The repository page on Torch 2.1 and Bazel says Torch runs fine in a virtualenv but fails under Bazel. Explain why, as the page gives it.

──────── Excerpt provided

Skip to content

georgevreilly/torch21

Repository files navigation

torch21

Torch 2.1 and Bazel experiments.

Torch 2.1 doesn't work with Bazel

Torch 2.1 works fine if you install it and its CUDA dependencies into a single site-packages (e.g., in a virtualenv). Torch doesn't work with Bazel, as Bazel installs each dependency into its own directory tree, which is added to PYTHONPATH.

Running the test from a virtualenv works on Linux:

$ python3 -m venv /pay/tmp/venv-torch21
$ /pay/tmp/venv-torch21/bin/pip install -r third_party/requirements.txt
$ /pay/tmp/venv-torch21/bin/python -m calculator.calc_test && echo yes || echo no
sys.path=['/pay/src/torch21', '/pay/src/torch21/bazel-torch21/external/python_3_8_x86_64-unknown-linux-gnu/lib/python38.zip', '/pay/src/torch21/bazel-torch21/external/python_3_8_x86_64-unknown-linux-gnu/lib/python3.8', '/pay/src/torch21/bazel-torch21/external/python_3_8_x86_64-unknown-linux-gnu/lib/python3.8/lib-dynload', '/pay/tmp/venv-torch21/lib/python3.8/site-packages']
/pay/tmp/venv-torch21/lib/python3.8/site-packages/torch/nn/modules/transformer.py:20: UserWarning: Failed to initialize NumPy: numpy.core.multiarray failed to import (Triggered internally at ../torch/csrc/utils/tensor_numpy.cpp:84.)

────────────────
──────── Record extracts

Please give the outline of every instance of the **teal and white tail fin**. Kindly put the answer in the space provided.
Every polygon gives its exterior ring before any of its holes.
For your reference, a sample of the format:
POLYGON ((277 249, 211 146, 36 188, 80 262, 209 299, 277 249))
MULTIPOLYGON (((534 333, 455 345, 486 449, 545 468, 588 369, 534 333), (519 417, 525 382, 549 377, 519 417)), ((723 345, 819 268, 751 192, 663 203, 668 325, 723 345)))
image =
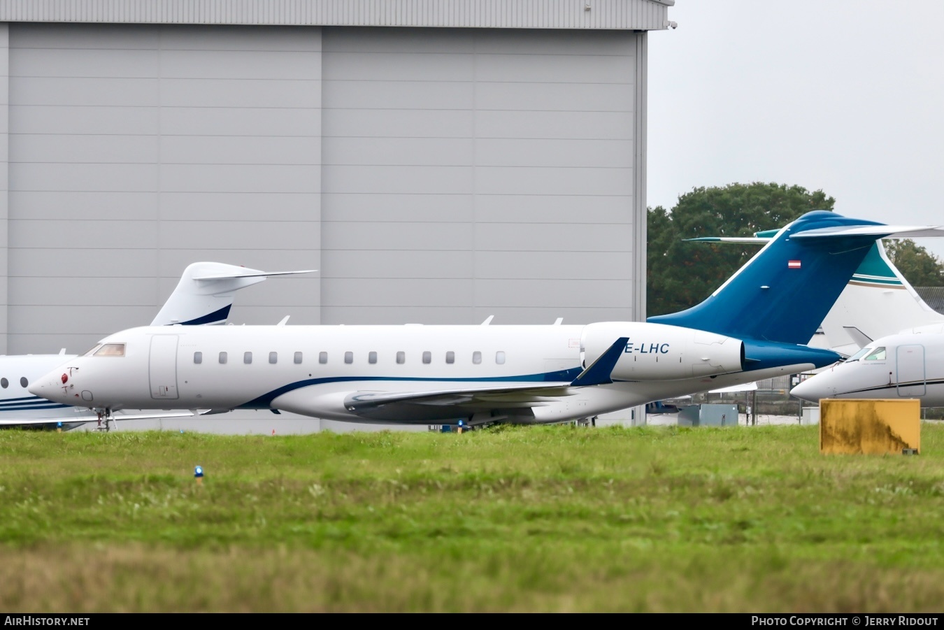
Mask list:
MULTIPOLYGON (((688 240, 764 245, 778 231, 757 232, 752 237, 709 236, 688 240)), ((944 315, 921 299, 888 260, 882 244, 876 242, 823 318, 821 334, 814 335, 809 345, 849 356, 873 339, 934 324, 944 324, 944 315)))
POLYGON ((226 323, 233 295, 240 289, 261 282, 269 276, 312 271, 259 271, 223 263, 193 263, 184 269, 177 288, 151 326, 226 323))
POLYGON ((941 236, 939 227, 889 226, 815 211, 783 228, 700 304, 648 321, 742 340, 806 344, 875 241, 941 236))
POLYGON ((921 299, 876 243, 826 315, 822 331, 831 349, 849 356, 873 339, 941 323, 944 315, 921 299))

────────────────

» **Exercise answer**:
Torch 2.1 works when it and its CUDA dependencies are installed into a single site-packages, as in a virtualenv. Bazel instead installs each dependency into its own directory tree and adds each tree to PYTHONPATH, and Torch doesn't work with that setup.